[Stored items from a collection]
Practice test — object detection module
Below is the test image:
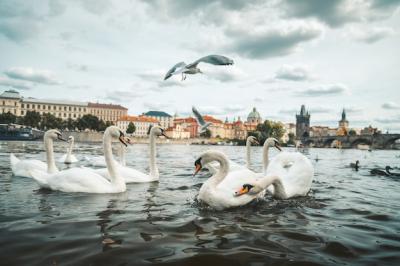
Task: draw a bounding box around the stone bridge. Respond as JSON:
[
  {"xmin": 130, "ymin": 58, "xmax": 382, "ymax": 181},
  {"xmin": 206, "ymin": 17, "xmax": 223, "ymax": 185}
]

§ **Task objective**
Would you copy all of the data exactly? Keep the pictures out of it.

§ **Exercise solution**
Practice test — object detection module
Below is the test image:
Task: draw a bounding box around the stone bridge. Respond as JSON:
[
  {"xmin": 130, "ymin": 58, "xmax": 382, "ymax": 181},
  {"xmin": 206, "ymin": 17, "xmax": 223, "ymax": 185}
]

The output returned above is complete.